Internet of Things, Hospital Edition

Application Examples, Internet of Things Leave a Comment

How cutting bedside cables makes for speedier recoveries

When most people contemplate the “Internet of Things,” perhaps they envision a wearable device around their wrist counting steps or a pair of glasses offering directions or enhanced reality. Maybe they think of a factory that’s able to operate more efficiently because its various machines are constantly broadcasting status information to each other. Or perhaps they consider a skyscraper where heating and cooling is optimized via a network of “smart sensors,” making constant modifications to keep in synch as the outside temperature warms up and cools down. Chances are, however, their Internet of Things does NOT include a biosensor patch that could help cardiac patients make a speedier recovery by getting the patient out of the hospital a few days earlier because — for the first time — they’re able to follow their doctor’s advice to “get out of bed and move around.”

Instructions to follow — Please carry the article on the Internet of Things in hospitals forward from its last sentence. The lines after this come from a separate source.

Extracted entries —
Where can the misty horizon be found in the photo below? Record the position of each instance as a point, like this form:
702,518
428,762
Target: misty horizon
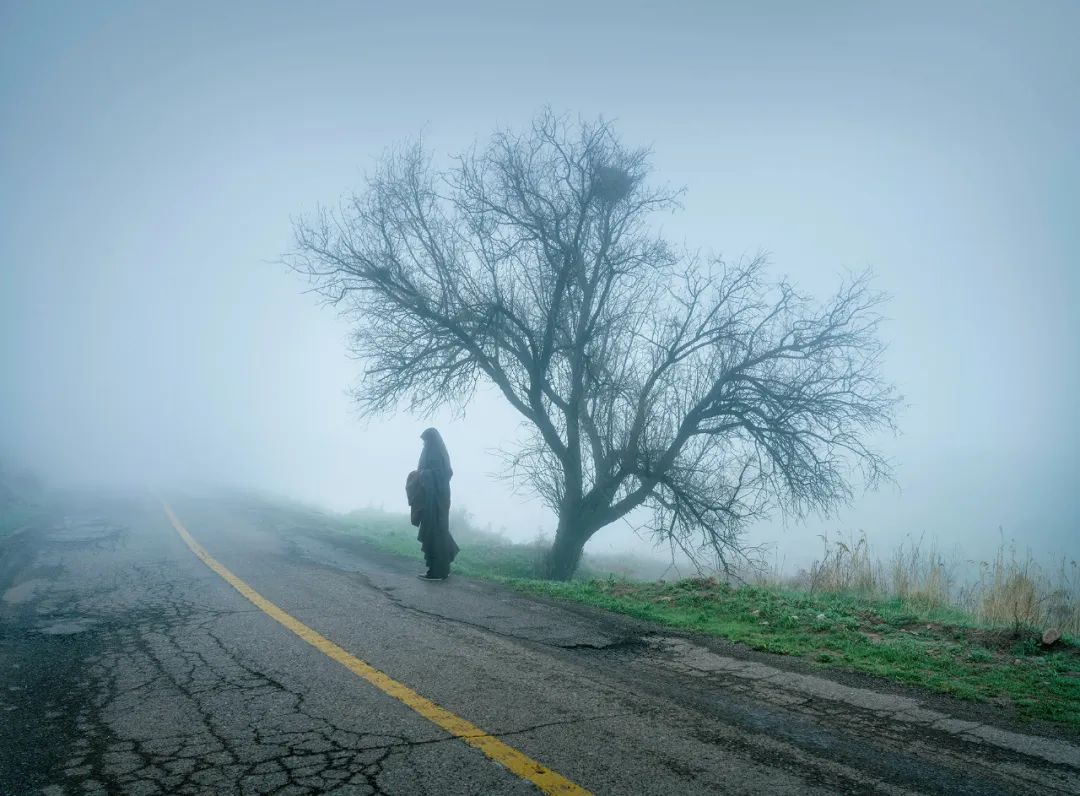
154,159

Output —
That is precisely what HMicro and ST engineers believe will be able to occur thanks to a new category of wireless products they’ve developed together: A single-chip solution for disposable clinical-grade wearable patches and biosensors that can replace the tangle of wires currently used in hospital settings for vital-sign monitoring.

The product, the HC1100, will be targeted at the global market for wearable sensors, which currently numbers five billion a year, including cardiograms. It takes advantage of the capabilities of both companies, including HMicro’s expertise in wireless communications and biosensing along with ST’s knowledge of sensing and manufacturing prowess.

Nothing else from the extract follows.